* [ASSIGNED TASK]
Copy out the data below, all of it, exactly.

* [SUPPLIED DATA]
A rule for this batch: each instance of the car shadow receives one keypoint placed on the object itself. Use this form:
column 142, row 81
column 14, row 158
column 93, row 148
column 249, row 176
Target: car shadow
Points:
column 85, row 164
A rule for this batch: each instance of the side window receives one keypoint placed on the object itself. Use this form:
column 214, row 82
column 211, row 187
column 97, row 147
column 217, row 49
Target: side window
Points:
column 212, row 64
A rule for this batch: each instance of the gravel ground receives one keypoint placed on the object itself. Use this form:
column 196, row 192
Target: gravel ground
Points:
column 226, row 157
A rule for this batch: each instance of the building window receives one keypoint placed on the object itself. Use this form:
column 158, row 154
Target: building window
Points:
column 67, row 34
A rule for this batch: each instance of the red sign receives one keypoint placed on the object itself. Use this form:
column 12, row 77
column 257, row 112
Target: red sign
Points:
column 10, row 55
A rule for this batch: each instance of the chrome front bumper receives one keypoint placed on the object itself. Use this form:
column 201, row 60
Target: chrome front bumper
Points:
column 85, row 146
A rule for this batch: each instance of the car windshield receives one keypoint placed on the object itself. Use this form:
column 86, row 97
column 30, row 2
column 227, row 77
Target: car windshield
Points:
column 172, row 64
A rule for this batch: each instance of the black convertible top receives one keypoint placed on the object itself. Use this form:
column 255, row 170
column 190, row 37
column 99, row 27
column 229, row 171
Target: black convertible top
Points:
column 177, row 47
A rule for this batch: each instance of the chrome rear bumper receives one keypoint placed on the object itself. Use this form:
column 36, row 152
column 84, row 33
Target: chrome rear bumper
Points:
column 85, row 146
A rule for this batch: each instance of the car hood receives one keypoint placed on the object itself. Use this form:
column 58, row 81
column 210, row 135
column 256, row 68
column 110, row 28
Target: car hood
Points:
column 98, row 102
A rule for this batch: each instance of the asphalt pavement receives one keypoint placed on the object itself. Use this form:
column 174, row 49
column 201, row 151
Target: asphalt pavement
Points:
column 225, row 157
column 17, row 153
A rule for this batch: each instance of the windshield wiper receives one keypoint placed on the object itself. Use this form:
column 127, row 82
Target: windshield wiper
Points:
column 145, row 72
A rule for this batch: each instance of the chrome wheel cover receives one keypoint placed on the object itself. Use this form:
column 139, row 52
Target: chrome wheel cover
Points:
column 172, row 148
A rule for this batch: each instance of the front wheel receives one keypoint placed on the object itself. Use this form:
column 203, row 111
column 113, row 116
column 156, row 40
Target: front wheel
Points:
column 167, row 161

* [OUTPUT BELOW]
A rule for this batch: each instance of the car shadow receives one keypoint placed on the object itself. Use this form:
column 142, row 81
column 14, row 158
column 93, row 148
column 249, row 176
Target: car shadow
Points:
column 85, row 164
A rule for this batch: each instance of the side window receives one keypoint placed on the object itself. Use this form:
column 214, row 82
column 211, row 187
column 97, row 147
column 217, row 49
Target: side window
Points:
column 212, row 64
A rule for this batch: each instance of the gravel ground receives one keypoint placed on the object itself. Use this form:
column 196, row 192
Target: gravel ground
Points:
column 226, row 157
A rule for this batch: each instance of the building window receives one keypoint placed on the object itself. Use this form:
column 158, row 154
Target: building window
Points:
column 67, row 34
A rule for this batch: each instance of the red sign receives one keypoint placed on the object itself. Use this form:
column 12, row 77
column 257, row 112
Target: red sign
Points:
column 10, row 55
A rule for this batch: each instance of the chrome front bumper receives one keypoint placed on the object itself. Use this form:
column 201, row 60
Target: chrome front bumper
Points:
column 85, row 146
A rule for this batch: each instance of the car windshield receives one keypoint placed on the object itself. Use this form:
column 86, row 97
column 30, row 2
column 227, row 77
Target: car windshield
Points:
column 172, row 64
A rule for this batch: each instance of the black convertible top receives one keypoint placed on the object itself. Use this form:
column 255, row 170
column 190, row 37
column 99, row 27
column 229, row 171
Target: black convertible top
Points:
column 177, row 47
A rule for this batch: each instance of the chrome rear bumper receives one keypoint placed on the object itself. Use this form:
column 36, row 152
column 84, row 33
Target: chrome rear bumper
Points:
column 85, row 146
A rule for this batch: each instance of the car hood receives one keypoint placed on the object itself. Use this form:
column 58, row 81
column 210, row 135
column 256, row 68
column 110, row 28
Target: car hood
Points:
column 98, row 102
A rule for this batch: each instance of the asphalt pavement receives one keypoint placed on the object itself. Use this form:
column 174, row 49
column 201, row 151
Target: asphalt pavement
Points:
column 225, row 157
column 17, row 153
A rule for this batch: each instance of the windshield wiper receives one keypoint placed on the object itself. Use this form:
column 127, row 82
Target: windshield wiper
Points:
column 145, row 72
A rule for this batch: each instance of the chrome wheel cover receives one keypoint placed on the object itself. Use this form:
column 139, row 52
Target: chrome wheel cover
Points:
column 172, row 148
A rule for this batch: each instance of the front wheel receives one keypoint placed on the object itself. Use this form:
column 203, row 111
column 113, row 116
column 156, row 40
Target: front wheel
Points:
column 167, row 161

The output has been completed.